• Work order:
Extend the passage below about young people turning to social media apps for financial advice, starting right after its final sentence.

─── Page extract ───

Twitter and other social media apps appear to be fertile ground for such schemes, mainly targeting young investors who got their first taste of stock trading during the meme stock craze amid the Covid-19 pandemic.




SOCIAL ACCEPTANCE

According to a January report from Forbes Advisor, the generations known as the millennials, born from 1980 to 1996, and Generation Z, 1997 to 2012, are clearly comfortable with using their phones and apps to find financial advice.

Seventy-nine percent of Americans representing those two age groups have gotten financial advice from social media, according to the study, with 76% believing the content on social media “has made it less taboo to talk about money.” That opens the door to potential abuse on social media.

Three apps in particular — TikTok, Instagram and Twitter — are ranked among the top five social media sources where young people receive financial information, according to the report.

Financial advisors, an aging profession, are faced with two generations of younger potential clients who rely on mobile apps for financial advice. The rise of mobile application financial advice is a new danger for advisors to keep an eye on and to talk about with their current clients, the parents of younger investors turning to TikTok for hyper seminars on financial planning, investing and household budgeting.

How closely watched are the hundreds or thousands of influencers who casually dispense financial advice daily on these platforms?

─── Extracted records ───

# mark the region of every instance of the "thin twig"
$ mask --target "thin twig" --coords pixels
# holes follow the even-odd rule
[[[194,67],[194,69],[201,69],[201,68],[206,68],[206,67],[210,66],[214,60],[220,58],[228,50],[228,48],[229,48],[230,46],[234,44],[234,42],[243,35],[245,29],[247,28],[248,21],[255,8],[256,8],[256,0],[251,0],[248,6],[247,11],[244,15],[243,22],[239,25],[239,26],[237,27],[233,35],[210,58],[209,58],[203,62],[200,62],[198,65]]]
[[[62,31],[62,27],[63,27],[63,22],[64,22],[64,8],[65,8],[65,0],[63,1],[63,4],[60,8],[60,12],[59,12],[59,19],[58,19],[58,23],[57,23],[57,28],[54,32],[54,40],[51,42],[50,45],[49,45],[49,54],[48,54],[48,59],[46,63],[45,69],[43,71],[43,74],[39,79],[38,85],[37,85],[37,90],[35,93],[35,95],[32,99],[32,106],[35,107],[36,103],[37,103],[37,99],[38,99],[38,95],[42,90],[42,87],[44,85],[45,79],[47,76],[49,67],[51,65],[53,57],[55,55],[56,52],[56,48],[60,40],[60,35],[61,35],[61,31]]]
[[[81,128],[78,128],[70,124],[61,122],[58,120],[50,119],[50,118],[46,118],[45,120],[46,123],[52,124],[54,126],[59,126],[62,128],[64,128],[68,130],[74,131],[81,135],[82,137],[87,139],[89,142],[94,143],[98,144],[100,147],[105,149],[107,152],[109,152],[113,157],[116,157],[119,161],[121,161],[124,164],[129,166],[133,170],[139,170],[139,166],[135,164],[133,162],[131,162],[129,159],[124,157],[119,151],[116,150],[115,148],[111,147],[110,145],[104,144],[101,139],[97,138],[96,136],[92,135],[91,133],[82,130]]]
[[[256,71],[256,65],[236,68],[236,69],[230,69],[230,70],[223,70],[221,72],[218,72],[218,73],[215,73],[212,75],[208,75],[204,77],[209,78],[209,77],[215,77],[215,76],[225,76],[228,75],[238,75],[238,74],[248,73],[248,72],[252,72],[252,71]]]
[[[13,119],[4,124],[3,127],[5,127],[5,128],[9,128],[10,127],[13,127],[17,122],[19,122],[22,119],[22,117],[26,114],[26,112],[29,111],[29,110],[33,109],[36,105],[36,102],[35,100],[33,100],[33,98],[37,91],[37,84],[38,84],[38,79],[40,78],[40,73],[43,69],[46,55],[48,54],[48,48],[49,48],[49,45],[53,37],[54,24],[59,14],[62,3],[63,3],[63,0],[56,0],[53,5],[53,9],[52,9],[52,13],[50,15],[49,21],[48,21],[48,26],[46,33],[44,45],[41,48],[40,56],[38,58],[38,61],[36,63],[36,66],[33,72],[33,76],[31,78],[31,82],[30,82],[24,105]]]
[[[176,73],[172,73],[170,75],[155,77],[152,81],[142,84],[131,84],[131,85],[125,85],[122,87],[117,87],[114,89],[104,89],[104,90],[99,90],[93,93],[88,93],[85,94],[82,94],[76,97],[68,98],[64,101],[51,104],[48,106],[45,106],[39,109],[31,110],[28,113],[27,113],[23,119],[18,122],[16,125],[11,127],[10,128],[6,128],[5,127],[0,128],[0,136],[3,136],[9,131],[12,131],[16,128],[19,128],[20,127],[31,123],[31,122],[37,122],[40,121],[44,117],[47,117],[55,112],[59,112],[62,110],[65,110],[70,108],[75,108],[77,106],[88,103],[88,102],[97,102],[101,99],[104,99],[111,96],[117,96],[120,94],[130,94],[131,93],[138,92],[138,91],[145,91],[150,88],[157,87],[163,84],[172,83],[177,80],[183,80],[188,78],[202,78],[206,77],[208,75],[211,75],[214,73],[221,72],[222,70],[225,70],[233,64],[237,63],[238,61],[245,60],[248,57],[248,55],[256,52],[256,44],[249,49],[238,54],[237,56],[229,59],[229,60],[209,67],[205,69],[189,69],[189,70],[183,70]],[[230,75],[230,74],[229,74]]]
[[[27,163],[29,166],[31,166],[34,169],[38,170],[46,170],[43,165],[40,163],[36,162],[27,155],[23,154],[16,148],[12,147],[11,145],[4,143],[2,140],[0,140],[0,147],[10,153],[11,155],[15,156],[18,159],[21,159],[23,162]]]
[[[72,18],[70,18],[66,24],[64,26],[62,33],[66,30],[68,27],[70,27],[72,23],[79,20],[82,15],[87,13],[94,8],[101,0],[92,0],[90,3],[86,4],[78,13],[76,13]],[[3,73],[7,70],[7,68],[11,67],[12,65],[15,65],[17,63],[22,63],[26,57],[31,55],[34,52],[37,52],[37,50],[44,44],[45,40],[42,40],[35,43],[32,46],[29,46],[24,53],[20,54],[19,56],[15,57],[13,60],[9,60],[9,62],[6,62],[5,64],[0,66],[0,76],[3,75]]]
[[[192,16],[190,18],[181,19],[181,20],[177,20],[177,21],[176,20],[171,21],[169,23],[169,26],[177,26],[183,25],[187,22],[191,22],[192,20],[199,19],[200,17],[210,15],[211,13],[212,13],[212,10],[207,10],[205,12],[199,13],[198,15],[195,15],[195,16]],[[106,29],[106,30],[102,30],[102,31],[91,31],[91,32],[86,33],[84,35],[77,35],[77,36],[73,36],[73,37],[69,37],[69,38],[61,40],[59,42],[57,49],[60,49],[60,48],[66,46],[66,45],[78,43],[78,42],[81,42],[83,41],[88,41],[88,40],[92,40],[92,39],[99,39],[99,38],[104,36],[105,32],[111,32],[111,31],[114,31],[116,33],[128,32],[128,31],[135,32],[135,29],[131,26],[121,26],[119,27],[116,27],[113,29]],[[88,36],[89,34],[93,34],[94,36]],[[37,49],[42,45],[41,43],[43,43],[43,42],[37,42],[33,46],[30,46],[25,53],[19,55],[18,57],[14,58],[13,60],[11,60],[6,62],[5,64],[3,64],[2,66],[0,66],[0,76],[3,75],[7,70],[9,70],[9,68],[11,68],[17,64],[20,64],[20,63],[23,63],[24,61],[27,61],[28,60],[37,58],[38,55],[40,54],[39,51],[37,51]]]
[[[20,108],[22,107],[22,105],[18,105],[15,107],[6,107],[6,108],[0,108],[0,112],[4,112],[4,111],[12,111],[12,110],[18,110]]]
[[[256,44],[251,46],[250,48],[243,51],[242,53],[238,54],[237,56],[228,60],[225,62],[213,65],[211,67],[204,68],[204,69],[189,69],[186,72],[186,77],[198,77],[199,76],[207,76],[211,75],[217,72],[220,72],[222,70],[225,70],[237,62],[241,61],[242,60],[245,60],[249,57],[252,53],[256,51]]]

───

• Answer below:
“This is a real risk and threat to the industry,” said Clayton Chandler, chief security, privacy and data officer at Advisor Group, a giant network of broker-dealers. “For the so-called next-gen investor, wealth management means health plus wealth, and that style has a big social media presence. And the challenge is that we are seeing a massive increase in spoofed social media sites.”

A spoofed website refers to a fraudster potentially setting up a site with URLs or names that resemble those of registered firms.

FALSE CLAIMS

An investor alert issued in the summer of 2021 by the FBI’s Criminal Investigative Division and the Security and Exchange Commission’s Office of Investor Education and Advocacy says fraudsters may falsely claim to be registered with the SEC, the Financial Industry Regulatory Authority Inc. or a state securities regulator.

This has taken root with apps and social media, Chandler said.

“Bad actors lift the profile of a financial professional, with the intention of signing you up for a scheme and getting personal information,” he said. “It’s matriculated over to the world of social media, like spoofed Instagram sites that target the next-gen age demographic.”

According to the Financial Industry Regulatory Authority Inc.’s recent report on exam priorities, mobile apps can benefit investors in several ways, but they also raise “novel questions and potential concerns.”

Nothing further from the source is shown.